» TASK
The required answer is each line in the entries below where "spoon" occurs.

[Image point grounding data]
►

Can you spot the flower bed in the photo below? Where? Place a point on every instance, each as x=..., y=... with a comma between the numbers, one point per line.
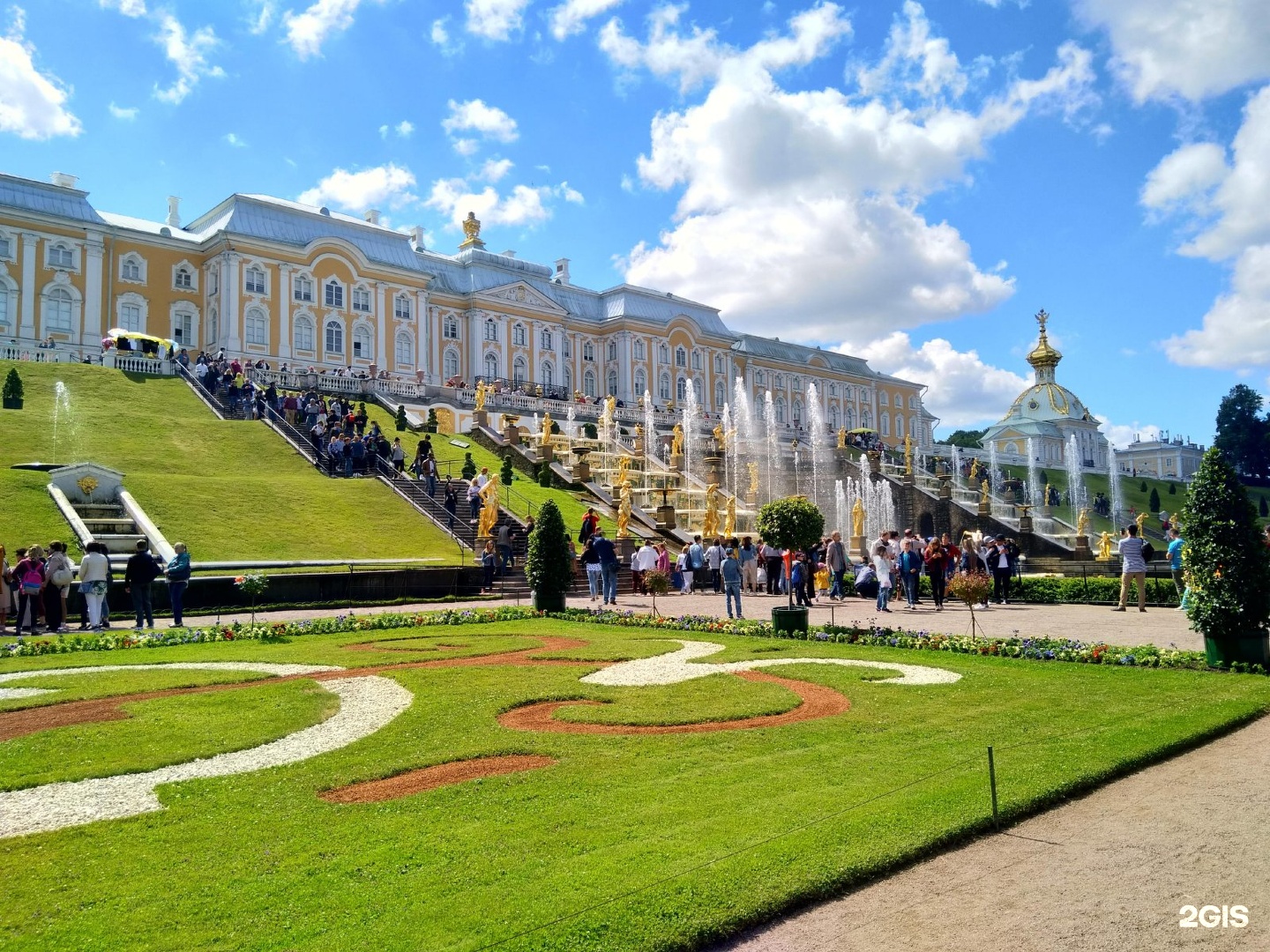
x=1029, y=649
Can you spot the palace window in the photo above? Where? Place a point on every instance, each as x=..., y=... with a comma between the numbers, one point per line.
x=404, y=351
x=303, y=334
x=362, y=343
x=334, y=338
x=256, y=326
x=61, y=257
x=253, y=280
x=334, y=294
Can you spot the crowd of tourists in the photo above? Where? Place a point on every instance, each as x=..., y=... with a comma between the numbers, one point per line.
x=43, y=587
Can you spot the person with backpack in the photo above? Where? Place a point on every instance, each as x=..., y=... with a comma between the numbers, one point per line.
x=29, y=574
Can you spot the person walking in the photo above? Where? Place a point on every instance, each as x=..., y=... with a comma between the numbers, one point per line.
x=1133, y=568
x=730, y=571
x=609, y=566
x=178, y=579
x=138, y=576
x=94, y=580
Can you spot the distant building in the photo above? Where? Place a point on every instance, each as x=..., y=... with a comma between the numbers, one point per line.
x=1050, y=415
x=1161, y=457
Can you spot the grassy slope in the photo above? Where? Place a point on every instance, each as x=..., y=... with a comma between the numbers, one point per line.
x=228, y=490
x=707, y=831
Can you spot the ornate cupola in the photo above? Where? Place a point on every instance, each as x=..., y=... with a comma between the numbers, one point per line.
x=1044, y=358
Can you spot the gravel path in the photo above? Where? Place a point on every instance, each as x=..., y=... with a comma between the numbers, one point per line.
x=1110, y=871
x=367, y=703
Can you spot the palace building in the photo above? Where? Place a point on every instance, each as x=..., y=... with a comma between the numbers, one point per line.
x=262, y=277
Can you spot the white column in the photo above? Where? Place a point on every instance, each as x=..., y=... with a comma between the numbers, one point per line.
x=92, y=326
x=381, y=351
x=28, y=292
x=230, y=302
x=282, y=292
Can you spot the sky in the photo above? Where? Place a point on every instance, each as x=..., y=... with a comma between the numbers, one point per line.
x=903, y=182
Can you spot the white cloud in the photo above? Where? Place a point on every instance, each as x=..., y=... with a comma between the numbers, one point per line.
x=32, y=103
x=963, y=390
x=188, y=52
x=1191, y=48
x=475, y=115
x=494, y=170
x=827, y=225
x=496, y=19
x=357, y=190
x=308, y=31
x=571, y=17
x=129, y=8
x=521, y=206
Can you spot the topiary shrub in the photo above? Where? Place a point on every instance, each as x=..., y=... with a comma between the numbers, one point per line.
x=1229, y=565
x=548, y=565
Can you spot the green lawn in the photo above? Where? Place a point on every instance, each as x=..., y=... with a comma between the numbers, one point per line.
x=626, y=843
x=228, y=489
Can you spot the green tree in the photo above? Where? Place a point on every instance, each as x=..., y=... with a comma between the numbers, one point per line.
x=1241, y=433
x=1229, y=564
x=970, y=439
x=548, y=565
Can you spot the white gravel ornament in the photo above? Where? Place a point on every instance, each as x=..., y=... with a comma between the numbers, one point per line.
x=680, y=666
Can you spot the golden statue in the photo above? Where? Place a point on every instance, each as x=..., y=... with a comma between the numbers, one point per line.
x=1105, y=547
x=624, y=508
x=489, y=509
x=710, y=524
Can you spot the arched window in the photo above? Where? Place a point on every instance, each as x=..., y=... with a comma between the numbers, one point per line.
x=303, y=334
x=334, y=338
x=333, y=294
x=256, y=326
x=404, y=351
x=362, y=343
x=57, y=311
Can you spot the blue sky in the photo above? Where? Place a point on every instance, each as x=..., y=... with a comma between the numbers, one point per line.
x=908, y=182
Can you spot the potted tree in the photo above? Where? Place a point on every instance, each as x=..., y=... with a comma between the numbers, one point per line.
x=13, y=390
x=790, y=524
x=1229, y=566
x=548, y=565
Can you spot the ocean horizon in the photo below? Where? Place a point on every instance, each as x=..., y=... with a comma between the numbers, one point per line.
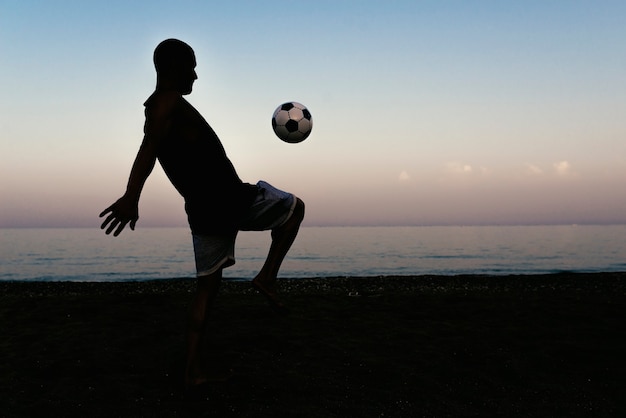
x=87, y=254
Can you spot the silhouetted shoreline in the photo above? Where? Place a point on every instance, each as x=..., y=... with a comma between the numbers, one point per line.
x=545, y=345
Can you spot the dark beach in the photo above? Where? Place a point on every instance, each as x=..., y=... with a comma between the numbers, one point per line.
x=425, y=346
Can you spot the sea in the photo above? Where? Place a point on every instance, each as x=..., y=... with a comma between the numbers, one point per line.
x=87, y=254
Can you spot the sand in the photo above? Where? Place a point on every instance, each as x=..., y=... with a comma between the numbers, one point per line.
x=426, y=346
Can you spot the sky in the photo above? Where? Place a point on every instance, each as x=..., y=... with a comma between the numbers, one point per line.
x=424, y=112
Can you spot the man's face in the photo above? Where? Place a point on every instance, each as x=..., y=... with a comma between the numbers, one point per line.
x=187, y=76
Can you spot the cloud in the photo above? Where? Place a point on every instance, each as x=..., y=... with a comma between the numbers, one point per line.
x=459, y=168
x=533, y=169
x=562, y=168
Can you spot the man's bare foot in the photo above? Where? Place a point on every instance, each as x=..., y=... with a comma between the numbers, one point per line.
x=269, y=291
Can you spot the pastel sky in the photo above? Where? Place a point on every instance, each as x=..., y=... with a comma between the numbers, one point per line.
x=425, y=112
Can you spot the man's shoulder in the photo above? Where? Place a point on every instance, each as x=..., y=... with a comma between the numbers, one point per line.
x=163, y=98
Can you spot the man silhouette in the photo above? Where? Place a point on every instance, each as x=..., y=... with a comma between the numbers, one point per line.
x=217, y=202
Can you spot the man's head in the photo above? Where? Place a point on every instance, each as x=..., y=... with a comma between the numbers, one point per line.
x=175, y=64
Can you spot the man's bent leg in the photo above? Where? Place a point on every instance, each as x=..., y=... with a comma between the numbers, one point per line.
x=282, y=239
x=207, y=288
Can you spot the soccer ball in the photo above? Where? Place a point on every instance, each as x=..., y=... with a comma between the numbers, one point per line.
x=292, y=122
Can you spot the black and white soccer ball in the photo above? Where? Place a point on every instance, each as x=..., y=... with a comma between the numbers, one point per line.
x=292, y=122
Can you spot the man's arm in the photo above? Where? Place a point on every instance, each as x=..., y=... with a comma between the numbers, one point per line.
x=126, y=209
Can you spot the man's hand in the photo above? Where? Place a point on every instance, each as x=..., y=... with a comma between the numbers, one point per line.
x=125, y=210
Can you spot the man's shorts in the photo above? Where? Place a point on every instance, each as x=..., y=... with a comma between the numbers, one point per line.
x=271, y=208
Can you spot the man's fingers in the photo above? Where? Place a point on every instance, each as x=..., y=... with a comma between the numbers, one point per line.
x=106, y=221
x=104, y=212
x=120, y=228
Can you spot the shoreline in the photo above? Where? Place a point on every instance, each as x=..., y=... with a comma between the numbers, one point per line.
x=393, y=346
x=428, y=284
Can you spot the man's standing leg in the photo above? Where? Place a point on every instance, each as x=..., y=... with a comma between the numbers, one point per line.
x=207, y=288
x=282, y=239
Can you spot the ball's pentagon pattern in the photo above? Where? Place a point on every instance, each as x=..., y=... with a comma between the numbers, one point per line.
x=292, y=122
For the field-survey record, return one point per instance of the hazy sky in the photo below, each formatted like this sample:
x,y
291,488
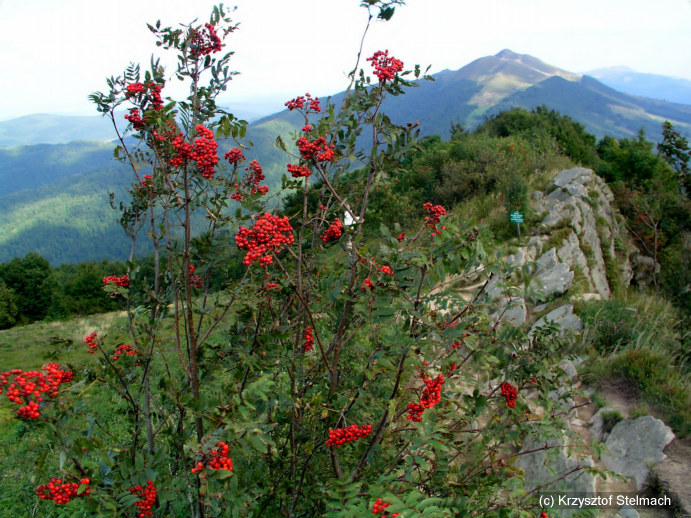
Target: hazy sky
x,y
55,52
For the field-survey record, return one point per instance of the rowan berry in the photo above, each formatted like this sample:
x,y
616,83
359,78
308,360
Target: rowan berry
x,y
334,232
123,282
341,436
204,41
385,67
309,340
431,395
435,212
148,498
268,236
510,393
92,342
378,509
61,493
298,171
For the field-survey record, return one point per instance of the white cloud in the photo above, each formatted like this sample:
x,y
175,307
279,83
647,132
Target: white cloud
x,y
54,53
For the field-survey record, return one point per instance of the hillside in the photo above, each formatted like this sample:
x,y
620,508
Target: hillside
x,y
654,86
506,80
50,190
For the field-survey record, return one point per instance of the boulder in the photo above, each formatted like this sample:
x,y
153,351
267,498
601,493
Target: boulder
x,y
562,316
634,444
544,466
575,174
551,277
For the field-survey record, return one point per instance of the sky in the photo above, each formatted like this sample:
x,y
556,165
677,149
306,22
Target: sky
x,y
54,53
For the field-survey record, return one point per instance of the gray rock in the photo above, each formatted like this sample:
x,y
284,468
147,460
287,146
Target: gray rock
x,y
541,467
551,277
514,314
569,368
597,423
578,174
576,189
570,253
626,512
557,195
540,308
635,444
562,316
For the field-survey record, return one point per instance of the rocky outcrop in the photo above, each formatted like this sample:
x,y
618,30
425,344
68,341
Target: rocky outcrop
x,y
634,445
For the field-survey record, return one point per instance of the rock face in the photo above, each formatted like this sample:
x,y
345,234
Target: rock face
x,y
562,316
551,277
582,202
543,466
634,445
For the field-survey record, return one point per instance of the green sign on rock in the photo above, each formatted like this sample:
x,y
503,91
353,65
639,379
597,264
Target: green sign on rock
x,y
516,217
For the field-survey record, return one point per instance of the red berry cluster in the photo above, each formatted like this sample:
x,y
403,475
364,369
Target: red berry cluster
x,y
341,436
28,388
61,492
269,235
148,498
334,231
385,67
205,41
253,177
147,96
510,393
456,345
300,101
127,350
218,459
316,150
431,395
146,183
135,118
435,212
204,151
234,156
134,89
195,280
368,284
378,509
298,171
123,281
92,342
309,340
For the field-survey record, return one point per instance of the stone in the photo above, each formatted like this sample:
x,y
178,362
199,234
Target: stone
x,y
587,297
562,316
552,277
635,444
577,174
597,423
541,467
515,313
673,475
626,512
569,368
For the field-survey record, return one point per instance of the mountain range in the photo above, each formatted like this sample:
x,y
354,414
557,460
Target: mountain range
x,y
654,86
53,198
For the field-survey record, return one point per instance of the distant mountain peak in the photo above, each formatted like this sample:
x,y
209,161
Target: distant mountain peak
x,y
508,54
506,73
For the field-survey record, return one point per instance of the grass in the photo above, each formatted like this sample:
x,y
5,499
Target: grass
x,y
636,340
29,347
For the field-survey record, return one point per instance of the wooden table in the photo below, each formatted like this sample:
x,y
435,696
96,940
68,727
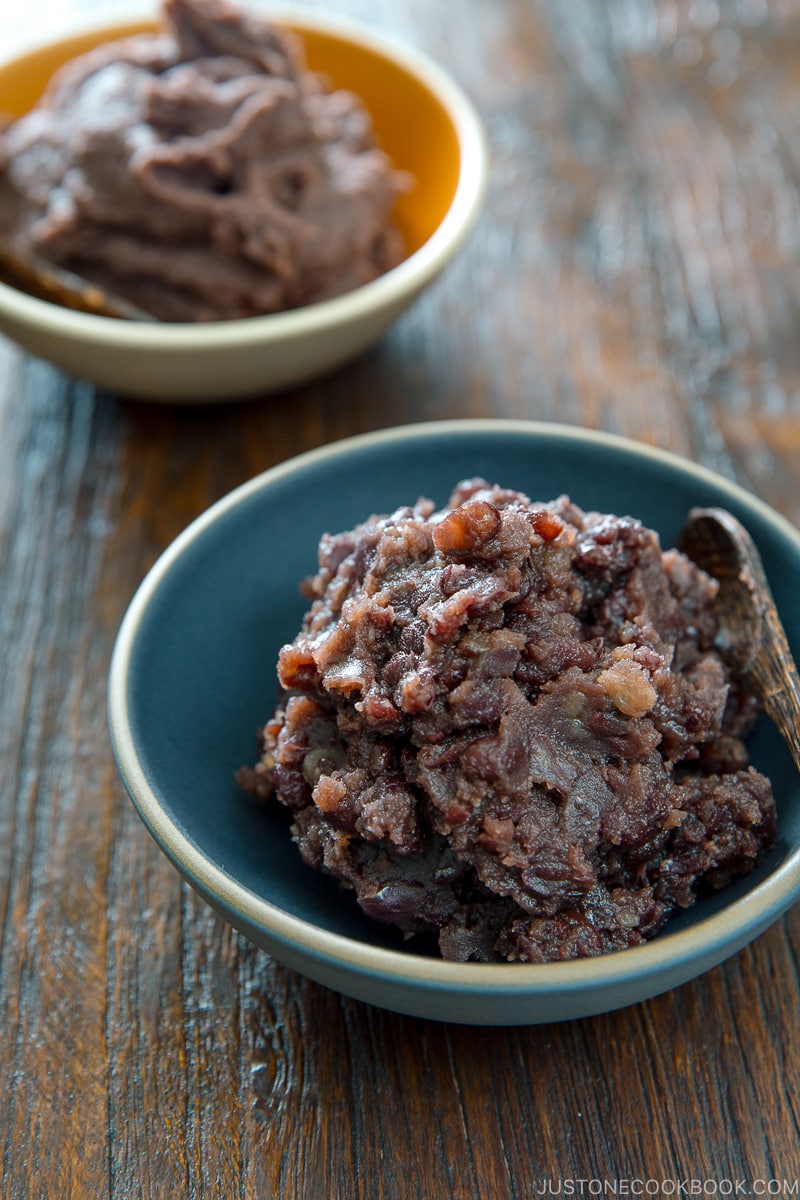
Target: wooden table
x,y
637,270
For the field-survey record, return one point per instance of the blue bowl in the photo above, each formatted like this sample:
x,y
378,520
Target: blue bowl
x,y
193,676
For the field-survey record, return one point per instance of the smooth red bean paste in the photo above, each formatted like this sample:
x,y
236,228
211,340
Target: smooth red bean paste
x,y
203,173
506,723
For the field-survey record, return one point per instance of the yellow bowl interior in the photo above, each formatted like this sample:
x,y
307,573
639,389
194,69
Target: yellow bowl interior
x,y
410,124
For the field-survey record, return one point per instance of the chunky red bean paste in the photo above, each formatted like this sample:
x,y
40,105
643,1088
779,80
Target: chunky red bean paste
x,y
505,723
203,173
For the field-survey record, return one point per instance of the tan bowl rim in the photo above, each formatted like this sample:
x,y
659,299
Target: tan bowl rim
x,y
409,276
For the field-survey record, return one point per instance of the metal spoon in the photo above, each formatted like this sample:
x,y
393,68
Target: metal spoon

◄

» OUTPUT FOR THIS EXERCISE
For the field-survey record, return one point per instance of the metal spoon in the photo above, each formatted like this sample:
Target: metal spoon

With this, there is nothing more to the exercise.